# What the task asks
Present as a numbered list everything in the records below from the line containing "Question: For every instance of the short" down to the line containing "[(214, 143), (313, 136)]", both included. Omit any blank lines.

# Information shown
+++++

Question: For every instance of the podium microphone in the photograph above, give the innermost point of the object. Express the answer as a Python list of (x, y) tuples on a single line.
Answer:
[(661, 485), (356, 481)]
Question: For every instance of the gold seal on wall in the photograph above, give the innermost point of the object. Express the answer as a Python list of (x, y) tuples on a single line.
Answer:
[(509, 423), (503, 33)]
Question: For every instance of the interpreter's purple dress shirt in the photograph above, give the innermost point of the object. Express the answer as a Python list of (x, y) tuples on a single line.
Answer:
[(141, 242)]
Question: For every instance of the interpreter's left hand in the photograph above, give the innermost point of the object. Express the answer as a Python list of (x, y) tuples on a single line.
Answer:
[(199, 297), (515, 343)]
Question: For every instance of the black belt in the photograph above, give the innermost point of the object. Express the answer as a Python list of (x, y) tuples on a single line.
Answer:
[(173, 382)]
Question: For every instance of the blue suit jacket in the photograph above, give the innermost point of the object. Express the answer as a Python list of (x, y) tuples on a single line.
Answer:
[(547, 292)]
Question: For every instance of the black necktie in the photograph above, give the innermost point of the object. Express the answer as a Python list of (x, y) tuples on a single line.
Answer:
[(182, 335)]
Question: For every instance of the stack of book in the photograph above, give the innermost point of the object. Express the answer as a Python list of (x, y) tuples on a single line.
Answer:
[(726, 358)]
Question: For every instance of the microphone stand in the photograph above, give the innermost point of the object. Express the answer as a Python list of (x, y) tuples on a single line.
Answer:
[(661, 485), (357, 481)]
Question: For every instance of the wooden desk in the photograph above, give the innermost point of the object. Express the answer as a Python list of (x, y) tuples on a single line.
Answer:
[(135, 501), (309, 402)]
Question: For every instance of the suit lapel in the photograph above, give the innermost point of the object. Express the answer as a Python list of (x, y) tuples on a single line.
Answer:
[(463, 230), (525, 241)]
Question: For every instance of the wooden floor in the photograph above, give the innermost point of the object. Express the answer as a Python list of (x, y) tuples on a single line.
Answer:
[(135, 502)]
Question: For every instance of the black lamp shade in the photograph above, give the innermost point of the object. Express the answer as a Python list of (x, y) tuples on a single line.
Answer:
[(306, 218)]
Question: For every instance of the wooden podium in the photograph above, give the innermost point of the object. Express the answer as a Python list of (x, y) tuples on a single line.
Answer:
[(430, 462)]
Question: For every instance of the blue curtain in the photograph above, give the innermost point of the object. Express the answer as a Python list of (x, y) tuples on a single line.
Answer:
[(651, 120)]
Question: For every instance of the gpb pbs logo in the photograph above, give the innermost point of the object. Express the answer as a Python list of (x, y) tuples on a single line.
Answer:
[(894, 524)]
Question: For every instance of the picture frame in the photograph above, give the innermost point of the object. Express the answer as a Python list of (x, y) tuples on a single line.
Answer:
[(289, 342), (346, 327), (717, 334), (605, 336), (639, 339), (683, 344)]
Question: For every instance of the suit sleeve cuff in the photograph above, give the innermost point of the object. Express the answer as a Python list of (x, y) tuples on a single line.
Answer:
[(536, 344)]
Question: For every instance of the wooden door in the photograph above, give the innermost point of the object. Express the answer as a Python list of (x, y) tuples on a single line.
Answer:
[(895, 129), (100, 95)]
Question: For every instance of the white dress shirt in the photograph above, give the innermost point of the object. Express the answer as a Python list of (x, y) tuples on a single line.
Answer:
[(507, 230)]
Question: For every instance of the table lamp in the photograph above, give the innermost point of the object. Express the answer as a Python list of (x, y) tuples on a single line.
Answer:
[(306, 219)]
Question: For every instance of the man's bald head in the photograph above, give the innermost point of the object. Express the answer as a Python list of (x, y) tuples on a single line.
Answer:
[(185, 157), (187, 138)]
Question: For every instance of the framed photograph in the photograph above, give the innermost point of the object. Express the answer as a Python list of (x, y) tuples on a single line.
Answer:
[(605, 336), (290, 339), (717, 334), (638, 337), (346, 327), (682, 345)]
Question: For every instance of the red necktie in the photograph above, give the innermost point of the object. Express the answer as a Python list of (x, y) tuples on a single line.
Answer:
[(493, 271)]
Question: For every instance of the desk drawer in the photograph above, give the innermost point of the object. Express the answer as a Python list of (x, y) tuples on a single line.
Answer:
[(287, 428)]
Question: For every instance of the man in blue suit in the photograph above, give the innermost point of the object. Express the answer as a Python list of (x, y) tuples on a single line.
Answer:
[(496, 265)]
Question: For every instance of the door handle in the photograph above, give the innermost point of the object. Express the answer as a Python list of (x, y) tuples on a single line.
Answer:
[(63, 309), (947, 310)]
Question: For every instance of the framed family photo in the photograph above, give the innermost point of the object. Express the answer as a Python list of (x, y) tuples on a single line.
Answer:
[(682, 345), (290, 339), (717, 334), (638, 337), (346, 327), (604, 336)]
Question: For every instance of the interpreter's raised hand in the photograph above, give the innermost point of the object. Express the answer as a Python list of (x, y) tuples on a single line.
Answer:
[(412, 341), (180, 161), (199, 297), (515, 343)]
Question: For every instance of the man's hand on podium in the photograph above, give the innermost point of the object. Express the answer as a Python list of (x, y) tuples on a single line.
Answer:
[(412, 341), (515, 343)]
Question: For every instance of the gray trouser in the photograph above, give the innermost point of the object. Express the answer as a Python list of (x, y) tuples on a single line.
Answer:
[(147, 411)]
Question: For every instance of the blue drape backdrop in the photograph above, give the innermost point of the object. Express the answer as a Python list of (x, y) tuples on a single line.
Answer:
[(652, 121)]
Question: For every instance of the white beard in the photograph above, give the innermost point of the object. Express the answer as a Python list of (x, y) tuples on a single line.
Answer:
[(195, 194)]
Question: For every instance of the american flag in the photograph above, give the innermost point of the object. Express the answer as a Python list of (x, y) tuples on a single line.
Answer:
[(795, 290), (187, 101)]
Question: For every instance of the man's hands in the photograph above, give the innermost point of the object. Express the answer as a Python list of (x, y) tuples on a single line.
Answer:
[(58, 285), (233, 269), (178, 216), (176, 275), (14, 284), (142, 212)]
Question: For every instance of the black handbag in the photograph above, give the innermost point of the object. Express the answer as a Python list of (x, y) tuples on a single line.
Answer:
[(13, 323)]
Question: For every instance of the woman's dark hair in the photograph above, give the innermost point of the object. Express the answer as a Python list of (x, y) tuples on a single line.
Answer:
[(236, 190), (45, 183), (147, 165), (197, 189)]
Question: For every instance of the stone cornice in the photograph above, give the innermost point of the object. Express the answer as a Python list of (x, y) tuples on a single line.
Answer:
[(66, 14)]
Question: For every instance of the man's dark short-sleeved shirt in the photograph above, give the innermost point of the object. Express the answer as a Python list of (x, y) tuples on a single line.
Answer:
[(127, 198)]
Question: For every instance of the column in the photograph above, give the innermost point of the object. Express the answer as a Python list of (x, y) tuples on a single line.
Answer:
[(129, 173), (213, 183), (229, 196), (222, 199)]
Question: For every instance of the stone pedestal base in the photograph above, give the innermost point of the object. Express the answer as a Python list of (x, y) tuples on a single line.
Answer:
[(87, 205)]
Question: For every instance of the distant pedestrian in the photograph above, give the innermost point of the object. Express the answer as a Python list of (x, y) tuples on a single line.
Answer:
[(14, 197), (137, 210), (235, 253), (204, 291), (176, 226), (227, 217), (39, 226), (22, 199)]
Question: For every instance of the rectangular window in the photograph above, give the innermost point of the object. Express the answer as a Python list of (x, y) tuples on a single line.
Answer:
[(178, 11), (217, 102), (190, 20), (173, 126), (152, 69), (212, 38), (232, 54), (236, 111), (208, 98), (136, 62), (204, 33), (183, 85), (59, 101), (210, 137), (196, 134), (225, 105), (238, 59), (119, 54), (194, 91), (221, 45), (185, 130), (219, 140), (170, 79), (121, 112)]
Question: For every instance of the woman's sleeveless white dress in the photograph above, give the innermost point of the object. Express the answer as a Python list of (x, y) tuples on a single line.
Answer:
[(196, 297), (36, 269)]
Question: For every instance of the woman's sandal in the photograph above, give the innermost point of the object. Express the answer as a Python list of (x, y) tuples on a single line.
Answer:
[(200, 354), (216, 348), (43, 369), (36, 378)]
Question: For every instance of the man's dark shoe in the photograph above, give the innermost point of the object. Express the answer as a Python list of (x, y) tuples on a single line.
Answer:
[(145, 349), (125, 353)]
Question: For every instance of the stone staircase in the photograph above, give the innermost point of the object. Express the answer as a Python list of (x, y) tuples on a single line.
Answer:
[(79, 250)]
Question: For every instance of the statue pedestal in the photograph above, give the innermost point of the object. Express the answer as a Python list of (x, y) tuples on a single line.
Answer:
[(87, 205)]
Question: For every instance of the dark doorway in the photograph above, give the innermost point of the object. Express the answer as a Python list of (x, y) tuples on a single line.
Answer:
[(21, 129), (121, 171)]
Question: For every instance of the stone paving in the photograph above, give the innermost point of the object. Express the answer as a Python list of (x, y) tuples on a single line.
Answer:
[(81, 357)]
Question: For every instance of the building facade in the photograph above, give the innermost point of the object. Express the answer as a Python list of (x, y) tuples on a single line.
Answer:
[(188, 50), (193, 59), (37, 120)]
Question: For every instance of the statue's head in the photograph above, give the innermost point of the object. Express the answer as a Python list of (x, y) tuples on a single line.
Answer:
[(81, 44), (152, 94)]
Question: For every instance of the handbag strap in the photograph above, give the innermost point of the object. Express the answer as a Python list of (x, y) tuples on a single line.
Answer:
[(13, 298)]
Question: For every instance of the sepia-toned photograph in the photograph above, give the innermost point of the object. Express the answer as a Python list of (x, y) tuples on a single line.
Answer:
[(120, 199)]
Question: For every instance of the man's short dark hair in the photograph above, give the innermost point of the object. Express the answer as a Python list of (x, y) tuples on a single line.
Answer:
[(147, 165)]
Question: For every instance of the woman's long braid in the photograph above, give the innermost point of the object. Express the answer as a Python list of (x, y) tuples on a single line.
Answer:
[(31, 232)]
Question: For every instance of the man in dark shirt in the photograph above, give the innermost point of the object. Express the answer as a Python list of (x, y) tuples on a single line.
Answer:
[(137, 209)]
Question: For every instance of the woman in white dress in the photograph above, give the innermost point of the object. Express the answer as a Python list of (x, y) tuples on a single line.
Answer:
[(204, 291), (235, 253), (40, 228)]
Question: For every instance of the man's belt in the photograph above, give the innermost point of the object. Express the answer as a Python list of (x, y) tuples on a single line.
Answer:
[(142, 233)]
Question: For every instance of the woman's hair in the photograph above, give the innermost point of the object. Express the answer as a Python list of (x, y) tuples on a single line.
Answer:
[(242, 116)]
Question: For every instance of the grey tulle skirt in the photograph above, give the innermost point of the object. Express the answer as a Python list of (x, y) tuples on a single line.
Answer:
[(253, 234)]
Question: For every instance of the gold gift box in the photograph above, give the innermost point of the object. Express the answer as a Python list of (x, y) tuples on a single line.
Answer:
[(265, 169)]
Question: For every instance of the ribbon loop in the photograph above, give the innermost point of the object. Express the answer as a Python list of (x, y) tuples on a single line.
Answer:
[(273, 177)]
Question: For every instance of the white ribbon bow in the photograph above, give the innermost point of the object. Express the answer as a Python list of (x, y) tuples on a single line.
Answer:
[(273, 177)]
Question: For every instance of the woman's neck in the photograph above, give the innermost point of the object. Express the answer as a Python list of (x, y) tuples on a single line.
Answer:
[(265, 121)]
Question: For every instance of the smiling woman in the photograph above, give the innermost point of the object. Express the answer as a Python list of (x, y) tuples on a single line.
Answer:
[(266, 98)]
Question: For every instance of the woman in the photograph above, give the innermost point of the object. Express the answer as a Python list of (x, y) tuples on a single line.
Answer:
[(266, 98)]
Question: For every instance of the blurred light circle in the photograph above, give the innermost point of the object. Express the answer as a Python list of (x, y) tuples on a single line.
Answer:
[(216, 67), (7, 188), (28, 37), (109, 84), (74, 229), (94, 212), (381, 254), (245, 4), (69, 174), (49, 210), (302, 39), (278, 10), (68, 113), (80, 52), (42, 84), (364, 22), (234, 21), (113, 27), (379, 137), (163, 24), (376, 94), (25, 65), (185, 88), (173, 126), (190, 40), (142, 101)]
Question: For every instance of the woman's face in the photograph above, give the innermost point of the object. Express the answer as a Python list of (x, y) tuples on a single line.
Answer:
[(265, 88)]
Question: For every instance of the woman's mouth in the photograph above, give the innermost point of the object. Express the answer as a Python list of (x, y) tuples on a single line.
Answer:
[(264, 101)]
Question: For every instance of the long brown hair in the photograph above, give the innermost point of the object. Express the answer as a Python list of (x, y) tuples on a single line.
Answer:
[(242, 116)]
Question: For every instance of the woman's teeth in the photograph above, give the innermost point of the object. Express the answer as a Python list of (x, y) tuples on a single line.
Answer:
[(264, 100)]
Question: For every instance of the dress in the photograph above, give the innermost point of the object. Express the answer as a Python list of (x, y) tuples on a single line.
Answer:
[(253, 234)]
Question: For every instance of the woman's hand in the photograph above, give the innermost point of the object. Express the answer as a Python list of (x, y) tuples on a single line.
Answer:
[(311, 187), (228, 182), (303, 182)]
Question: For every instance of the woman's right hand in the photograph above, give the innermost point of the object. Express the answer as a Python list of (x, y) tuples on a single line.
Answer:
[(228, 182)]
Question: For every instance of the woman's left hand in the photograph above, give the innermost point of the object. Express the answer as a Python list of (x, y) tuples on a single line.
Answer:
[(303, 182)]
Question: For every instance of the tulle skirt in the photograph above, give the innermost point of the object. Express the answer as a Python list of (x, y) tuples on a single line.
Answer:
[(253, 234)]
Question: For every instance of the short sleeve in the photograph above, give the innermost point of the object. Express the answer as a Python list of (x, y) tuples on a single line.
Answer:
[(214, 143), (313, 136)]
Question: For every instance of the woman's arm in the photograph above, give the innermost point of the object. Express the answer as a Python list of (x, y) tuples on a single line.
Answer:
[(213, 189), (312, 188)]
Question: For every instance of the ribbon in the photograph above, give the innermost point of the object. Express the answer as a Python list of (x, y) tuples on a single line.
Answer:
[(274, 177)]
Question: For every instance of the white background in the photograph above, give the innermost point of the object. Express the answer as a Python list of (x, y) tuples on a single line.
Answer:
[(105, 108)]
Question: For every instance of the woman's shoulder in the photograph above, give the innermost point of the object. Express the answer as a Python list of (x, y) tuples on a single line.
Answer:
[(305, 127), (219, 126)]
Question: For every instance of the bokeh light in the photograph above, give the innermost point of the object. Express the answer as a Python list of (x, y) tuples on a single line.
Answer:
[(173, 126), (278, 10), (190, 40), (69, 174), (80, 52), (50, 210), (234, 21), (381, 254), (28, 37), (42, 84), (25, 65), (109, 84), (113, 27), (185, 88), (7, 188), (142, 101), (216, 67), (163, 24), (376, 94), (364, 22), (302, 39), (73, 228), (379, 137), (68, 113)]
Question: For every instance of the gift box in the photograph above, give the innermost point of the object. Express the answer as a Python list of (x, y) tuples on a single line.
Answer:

+++++

# Output for this exercise
1. Question: For every instance of the short sleeve in the photograph above, give the innermost point of the object. Express the answer as a Python list of (x, y) tuples on a single line.
2. Answer:
3. [(214, 143), (313, 136)]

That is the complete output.